## To be done:
Could you rewrite these entries with every "Behaviour note" changed to "Behavior note" and nothing else altered?

=-=-=

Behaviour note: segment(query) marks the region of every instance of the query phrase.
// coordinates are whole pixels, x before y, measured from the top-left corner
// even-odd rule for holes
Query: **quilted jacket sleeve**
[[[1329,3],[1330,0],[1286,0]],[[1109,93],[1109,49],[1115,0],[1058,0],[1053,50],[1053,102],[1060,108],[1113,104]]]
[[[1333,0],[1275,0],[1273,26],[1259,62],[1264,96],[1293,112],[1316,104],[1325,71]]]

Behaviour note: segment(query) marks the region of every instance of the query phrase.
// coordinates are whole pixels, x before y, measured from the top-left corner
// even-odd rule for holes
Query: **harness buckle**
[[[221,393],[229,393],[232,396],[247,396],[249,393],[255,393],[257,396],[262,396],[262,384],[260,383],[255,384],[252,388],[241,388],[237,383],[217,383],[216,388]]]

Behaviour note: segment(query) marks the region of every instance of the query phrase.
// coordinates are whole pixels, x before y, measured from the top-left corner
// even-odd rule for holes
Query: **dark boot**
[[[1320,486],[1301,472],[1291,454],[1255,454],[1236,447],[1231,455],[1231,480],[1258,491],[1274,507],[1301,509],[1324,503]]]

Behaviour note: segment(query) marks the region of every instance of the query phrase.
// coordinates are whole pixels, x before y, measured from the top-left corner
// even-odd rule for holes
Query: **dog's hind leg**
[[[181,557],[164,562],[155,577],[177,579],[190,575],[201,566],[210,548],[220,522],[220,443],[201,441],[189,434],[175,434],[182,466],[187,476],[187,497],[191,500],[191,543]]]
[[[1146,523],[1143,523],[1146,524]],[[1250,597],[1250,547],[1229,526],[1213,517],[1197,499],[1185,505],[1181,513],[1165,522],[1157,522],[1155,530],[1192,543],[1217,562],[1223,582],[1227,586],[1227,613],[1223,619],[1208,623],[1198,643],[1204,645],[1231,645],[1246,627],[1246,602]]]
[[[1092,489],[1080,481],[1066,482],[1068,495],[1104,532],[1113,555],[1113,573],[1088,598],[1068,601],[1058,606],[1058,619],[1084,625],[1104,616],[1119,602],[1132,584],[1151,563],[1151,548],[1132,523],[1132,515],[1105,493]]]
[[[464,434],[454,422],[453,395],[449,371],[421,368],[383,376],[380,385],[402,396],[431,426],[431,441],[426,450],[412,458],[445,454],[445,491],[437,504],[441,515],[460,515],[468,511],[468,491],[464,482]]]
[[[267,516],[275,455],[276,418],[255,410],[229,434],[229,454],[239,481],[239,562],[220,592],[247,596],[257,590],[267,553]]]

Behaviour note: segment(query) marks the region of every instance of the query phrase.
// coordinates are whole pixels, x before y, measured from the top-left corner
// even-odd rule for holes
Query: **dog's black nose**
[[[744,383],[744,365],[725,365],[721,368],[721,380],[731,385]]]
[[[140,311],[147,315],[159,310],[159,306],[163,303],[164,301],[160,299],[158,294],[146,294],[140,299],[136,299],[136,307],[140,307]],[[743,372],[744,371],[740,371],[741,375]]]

=-=-=

## Exercise result:
Behavior note: segment(query) marks the region of every instance of the query phrase.
// coordinates are whole pixels, x before y, measured from the top-left corner
// even-odd rule for holes
Query: **quilted jacket sleeve**
[[[1329,3],[1330,0],[1286,0]],[[1109,93],[1109,49],[1115,0],[1058,0],[1053,50],[1053,102],[1060,108],[1113,104]]]
[[[1333,0],[1275,0],[1273,26],[1259,62],[1264,96],[1293,112],[1316,104],[1325,71]]]

Behavior note: segment(query) marks the region of every instance of the query phrase.
// coordinates are whole pixels, x before y, measured from the top-left corner
// even-odd rule for holes
Query: **harness buckle**
[[[221,393],[229,393],[232,396],[247,396],[249,393],[255,393],[257,396],[262,396],[262,384],[260,383],[255,384],[252,388],[241,388],[237,383],[217,383],[216,388]]]

Behavior note: segment(query) marks the region of every instance of the query phrase.
// coordinates are whole pixels, x before y, measured from the top-left corner
// even-odd rule for holes
Query: **dark boot**
[[[1320,486],[1301,472],[1291,454],[1255,454],[1236,447],[1231,455],[1231,480],[1258,491],[1274,507],[1301,509],[1324,503]]]

Behavior note: segment(query) marks the region of every instance of the query phrase.
// coordinates are whole pixels, x before y, measured from the top-left corner
// even-odd rule for holes
Query: **dog's hind leg**
[[[181,557],[164,562],[155,577],[177,579],[190,575],[201,566],[210,548],[220,522],[220,443],[201,441],[189,434],[175,434],[182,466],[187,476],[187,497],[191,500],[191,543]]]
[[[1146,523],[1143,523],[1146,524]],[[1250,597],[1250,547],[1229,526],[1213,517],[1197,499],[1185,505],[1181,513],[1165,522],[1157,522],[1155,530],[1192,543],[1217,562],[1223,582],[1227,586],[1227,613],[1223,619],[1208,623],[1198,643],[1204,645],[1231,645],[1246,627],[1246,602]]]
[[[1092,489],[1080,481],[1066,482],[1068,495],[1104,532],[1113,555],[1113,573],[1088,598],[1068,601],[1058,606],[1058,619],[1084,625],[1104,616],[1119,602],[1132,584],[1151,563],[1151,548],[1132,523],[1132,515],[1105,493]]]
[[[464,434],[454,422],[453,395],[449,371],[421,368],[383,376],[380,385],[402,396],[431,426],[431,441],[426,450],[412,458],[445,454],[445,491],[437,504],[441,515],[460,515],[468,511],[468,491],[464,482]]]
[[[267,516],[275,455],[276,418],[255,410],[229,434],[229,454],[239,481],[239,562],[220,592],[247,596],[257,590],[267,553]]]

Behavior note: segment(query) marks the region of every instance of the query phrase.
// coordinates are whole pixels, x before y, measured from the top-left corner
// even-odd rule for holes
Query: **dog's black nose**
[[[744,383],[744,365],[725,365],[721,368],[721,380],[731,385]]]
[[[140,311],[147,315],[159,310],[159,306],[163,303],[164,301],[160,299],[158,294],[146,294],[140,299],[136,299],[136,307],[140,307]],[[743,372],[744,371],[740,371],[741,375]]]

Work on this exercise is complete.